このコミットの主な背景は、Go言語のランタイムにおけるスタック管理の実装が進化し、特に公式コンパイラであるgcが「セグメント化されたスタック (segmented stacks)」から「リサイズ可能な、境界のあるスタック (resizable, bounded stacks)」へと移行したことを、公式FAQドキュメントに正確に反映させる必要があったためです。

Goの初期のバージョンでは、ゴルーチンのスタックはセグメント化されたスタックとして実装されていました。これは、スタックが足りなくなったときに新しいメモリセグメントを割り当てて既存のスタックに連結することで、スタックを動的に拡張する仕組みです。これにより、初期スタックサイズを非常に小さく保ちつつ、必要に応じて拡張できるという利点がありました。しかし、この方式にはいくつかの欠点も存在しました。例えば、スタックの拡張や縮小時に複数のセグメントを管理するためのオーバーヘッドや、スタックフレームがセグメント境界をまたぐ場合の複雑性、そしてガベージコレクションとの連携における課題などです。

Goチームは、これらの課題を解決し、より効率的で予測可能なスタック管理を実現するために、セグメント化されたスタックから、より現代的な「コピーによるスタック拡張 (stack copying)」アプローチへと移行しました。このアプローチでは、スタックが足りなくなった場合、より大きな連続したメモリ領域を割り当て、既存のスタックの内容を新しい領域にコピーします。これにより、スタックの管理が単純化され、パフォーマンスが向上し、ガベージコレクションとの統合も容易になりました。

この変更は、Go 1.2で導入された重要なランタイムの改善点の一つであり、このコミットはその変更をFAQに反映させるためのものです。また、ゴルーチンとOSスレッドの比較についても、より正確で誤解を招かない表現に修正されています。

この変更は、GoのIssue #7373 (doc/go_faq.html: update stack description) に対応するものです。

前提知識の解説

ゴルーチン (Goroutines)

Go言語におけるゴルーチンは、軽量な並行実行単位です。OSのスレッドとは異なり、Goランタイムによって管理され、非常に少ないメモリ(数KB)で起動できます。Goランタイムは、少数のOSスレッド上で多数のゴルーチンを多重化(マルチプレックス)して実行します。これにより、開発者は複雑なスレッド管理を意識することなく、簡単に並行処理を記述できます。ゴルーチンがブロックされる(例:ネットワークI/O待ち)と、Goランタイムは自動的に同じOSスレッド上の他のゴルーチンを別の実行可能なOSスレッドに移動させ、プログラム全体の実行を継続させます。

スタック管理 (Stack Management)

プログラムが関数を呼び出す際、その関数のローカル変数や引数、戻りアドレスなどを格納するために「スタック」と呼ばれるメモリ領域が使用されます。スタックはLIFO(後入れ先出し)のデータ構造で、関数呼び出しごとにスタックフレームが積まれ、関数が終了するとそのスタックフレームが取り除かれます。スタックのサイズは、プログラムの実行中に動的に変化する可能性があります。

セグメント化されたスタック (Segmented Stacks)

__エントリ一覧__.
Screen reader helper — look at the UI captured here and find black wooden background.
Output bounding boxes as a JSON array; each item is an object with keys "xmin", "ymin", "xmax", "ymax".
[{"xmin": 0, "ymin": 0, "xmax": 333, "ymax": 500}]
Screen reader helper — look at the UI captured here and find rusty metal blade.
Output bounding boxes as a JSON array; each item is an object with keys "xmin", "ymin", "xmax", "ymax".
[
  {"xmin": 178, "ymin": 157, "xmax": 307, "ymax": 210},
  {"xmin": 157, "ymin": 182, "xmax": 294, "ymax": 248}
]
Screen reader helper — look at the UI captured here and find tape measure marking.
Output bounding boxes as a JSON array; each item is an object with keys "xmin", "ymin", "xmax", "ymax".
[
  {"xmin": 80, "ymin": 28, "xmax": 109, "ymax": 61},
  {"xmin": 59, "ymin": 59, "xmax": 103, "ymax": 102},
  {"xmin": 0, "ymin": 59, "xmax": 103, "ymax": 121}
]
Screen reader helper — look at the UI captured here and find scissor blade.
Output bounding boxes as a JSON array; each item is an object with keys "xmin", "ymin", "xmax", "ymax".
--
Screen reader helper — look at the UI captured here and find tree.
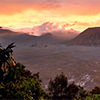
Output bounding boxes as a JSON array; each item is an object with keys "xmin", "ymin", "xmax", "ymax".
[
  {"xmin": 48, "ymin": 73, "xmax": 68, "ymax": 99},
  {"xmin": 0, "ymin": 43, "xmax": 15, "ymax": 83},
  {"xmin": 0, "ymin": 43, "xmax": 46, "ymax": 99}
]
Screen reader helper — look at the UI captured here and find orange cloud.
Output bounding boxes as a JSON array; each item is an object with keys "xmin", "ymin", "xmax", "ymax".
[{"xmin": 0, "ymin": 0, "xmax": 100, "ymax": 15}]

__作業内容__.
Goのスタック管理に関する本文のうち、「この変更は、Go 1.2で導」から「stack description) に対応するものです。」までの範囲を一字一句違えずに書き写すこと。 エントリは本文とは独立した別個の資料である。

__出力結果__.
この変更は、Go 1.2で導入された重要なランタイムの改善点の一つであり、このコミットはその変更をFAQに反映させるためのものです。また、ゴルーチンとOSスレッドの比較についても、より正確で誤解を招かない表現に修正されています。

この変更は、GoのIssue #7373 (doc/go_faq.html: update stack description) に対応するものです。